*Study text*:
By Sharon Atieno

There is no link between HIV infection and contraceptive methods, results from the Evidence for Contraceptive Options and HIV Outcomes (ECHO) study reveal.

The clinical study conducted in eSwatini, Kenya, Zambia and South Africa found that there is no substantial difference in risk of HIV infection among women using copper intrauterine devices (IUDs), levonorgestrel implant (jadelle) and depot medroxyprogesterone acetate- intramuscular (DMPA-IM).

According to the study-published in the Lancet, each method had high levels of safety and effectiveness in preventing pregnancy with all methods well tolerated by the women using them.

“These results support making available to women and girls a broad choice of effective contraceptive methods that empower them to make informed decisions about their own bodies –including if and when to have  children,” said Dr. James Kiarie, from the Department of Reproductive Health and Research at the World Health Organization (WHO).

Currently 214 million women in developing countries want to avoid pregnancy but do not use a modern contraceptive method.

“Better access to contraception and quality reproductive health services would have a dramatic impact in improving the lives of millions of women and their families,” he said.

However, the study found that incidence of HIV infections among all of the women participants was high- an average of 3.8 percent annually. This is alarming as the WHO guidelines for oral PrEP say that a 3 percent rate of new infection is the definition of “substantial risk”.

Out of the 7 829 women who took part in the study, 397 HIV infections occurred. This is despite the women receiving ongoing health services such as counseling on HIV prevention and care, screening and treatment for sexually transmitted infections.

The results further indicate that 143 infections were women using DMPA-IM, 138 were women using copper IUDs while 116 was in women using jadelle.

*Aim of the task*: Rewrite the ECHO study article between "By Sharon Atieno" and "women using them.", inclusive, putting "Eswatini" in place of "eSwatini".

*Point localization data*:
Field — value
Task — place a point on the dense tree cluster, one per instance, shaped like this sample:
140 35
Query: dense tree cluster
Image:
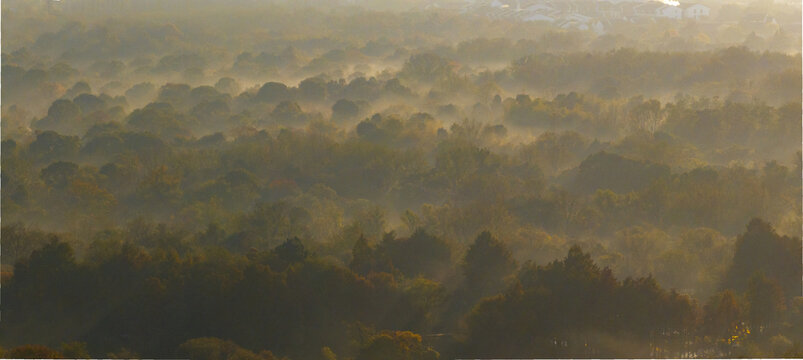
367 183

...

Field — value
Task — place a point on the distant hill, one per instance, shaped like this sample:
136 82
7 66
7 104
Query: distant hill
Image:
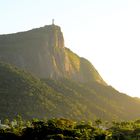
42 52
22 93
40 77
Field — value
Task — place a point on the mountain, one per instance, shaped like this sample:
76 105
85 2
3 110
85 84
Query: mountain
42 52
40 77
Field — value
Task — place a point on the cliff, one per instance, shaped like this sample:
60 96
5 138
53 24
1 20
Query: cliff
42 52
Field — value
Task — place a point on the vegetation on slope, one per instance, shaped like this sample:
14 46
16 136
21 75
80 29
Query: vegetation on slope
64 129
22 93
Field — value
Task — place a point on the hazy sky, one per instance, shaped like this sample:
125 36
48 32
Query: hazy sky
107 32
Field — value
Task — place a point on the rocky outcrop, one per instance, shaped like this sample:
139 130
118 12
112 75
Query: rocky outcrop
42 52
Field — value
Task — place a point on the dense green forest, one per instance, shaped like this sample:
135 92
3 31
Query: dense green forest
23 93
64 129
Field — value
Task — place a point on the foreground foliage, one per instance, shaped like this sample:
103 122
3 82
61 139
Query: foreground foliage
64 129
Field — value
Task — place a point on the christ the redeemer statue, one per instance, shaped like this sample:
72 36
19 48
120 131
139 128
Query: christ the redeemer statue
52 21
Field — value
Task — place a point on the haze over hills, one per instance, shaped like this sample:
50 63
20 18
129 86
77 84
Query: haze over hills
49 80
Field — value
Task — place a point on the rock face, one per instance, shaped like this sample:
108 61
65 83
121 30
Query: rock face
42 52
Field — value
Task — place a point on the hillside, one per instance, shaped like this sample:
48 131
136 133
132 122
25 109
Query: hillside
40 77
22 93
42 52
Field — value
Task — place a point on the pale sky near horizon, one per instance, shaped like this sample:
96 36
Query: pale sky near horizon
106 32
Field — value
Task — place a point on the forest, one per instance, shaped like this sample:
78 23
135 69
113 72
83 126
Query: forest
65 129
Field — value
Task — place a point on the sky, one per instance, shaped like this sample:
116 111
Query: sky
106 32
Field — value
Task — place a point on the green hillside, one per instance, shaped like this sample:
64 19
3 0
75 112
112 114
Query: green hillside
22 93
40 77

* * *

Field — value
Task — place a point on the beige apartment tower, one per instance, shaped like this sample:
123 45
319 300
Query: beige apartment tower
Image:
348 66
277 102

*Task output*:
By Sharon Atieno

There is no link between HIV infection and contraceptive methods, results from the Evidence for Contraceptive Options and HIV Outcomes (ECHO) study reveal.

The clinical study conducted in Eswatini, Kenya, Zambia and South Africa found that there is no substantial difference in risk of HIV infection among women using copper intrauterine devices (IUDs), levonorgestrel implant (jadelle) and depot medroxyprogesterone acetate- intramuscular (DMPA-IM).

According to the study-published in the Lancet, each method had high levels of safety and effectiveness in preventing pregnancy with all methods well tolerated by the women using them.